# Teks yang Disediakan
Foto: Elephant Kind / Facebook
Sedangkan Bayu, memiliki pengalaman yang cukup langka. Dia sempat mengiringi Fariz RM selama beberapa bulan. Hal itu bermula ketika Fariz tertarik saat melihat permainan drum Bayu sewaktu ada pentas seni tingkat SMA.
Perkenalan dengan musik dari usia sangat muda juga terjadi pada Dewa dan Bam. Dewa mulai belajar gitar sejak SD, sedangkan Bam yang sangat terpengaruh dengan hip-hop sudah menikmati Michael Jackson di usia 10 tahun.
“Dulu (remaja) gue dibeliin recorder dan habis itu lebih belajar ke produce music,” kata Bam yang kini juga bertindak sebagai produser untuk band Matter Halo.

# Tugas yang Diberikan A
Cari semua baris di bawah yang memuat kata "railing", lalu salin baris-baris tersebut.

# Bahan untuk Diolah
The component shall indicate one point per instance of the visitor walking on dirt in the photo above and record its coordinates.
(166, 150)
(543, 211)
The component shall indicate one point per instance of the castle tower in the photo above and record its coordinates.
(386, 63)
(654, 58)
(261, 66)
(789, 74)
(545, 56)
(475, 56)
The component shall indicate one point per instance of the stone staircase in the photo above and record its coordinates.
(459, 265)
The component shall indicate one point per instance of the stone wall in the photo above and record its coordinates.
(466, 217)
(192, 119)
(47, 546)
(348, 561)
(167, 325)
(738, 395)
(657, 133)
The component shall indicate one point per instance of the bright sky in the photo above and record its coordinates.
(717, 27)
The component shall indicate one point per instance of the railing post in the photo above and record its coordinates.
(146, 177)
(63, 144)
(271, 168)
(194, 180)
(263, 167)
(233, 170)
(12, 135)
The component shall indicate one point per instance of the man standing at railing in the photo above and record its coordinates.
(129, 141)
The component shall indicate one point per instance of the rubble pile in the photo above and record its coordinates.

==

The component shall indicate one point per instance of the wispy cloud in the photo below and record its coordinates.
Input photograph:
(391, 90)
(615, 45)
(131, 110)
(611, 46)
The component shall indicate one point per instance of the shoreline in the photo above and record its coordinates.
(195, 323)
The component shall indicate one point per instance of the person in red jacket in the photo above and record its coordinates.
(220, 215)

# Tugas yang Diberikan B
Ketik ulang seluruh teks di atas tentang perjalanan musik Bayu, Dewa, dan Bam tanpa mengubah apa pun.

# Jawaban Tertulis A
The component shall indicate one point per instance of the railing post in the photo above and record its coordinates.
The component shall indicate one point per instance of the man standing at railing in the photo above and record its coordinates.

# Jawaban Tertulis B
Foto: Elephant Kind / Facebook
Sedangkan Bayu, memiliki pengalaman yang cukup langka. Dia sempat mengiringi Fariz RM selama beberapa bulan. Hal itu bermula ketika Fariz tertarik saat melihat permainan drum Bayu sewaktu ada pentas seni tingkat SMA.
Perkenalan dengan musik dari usia sangat muda juga terjadi pada Dewa dan Bam. Dewa mulai belajar gitar sejak SD, sedangkan Bam yang sangat terpengaruh dengan hip-hop sudah menikmati Michael Jackson di usia 10 tahun.
“Dulu (remaja) gue dibeliin recorder dan habis itu lebih belajar ke produce music,” kata Bam yang kini juga bertindak sebagai produser untuk band Matter Halo.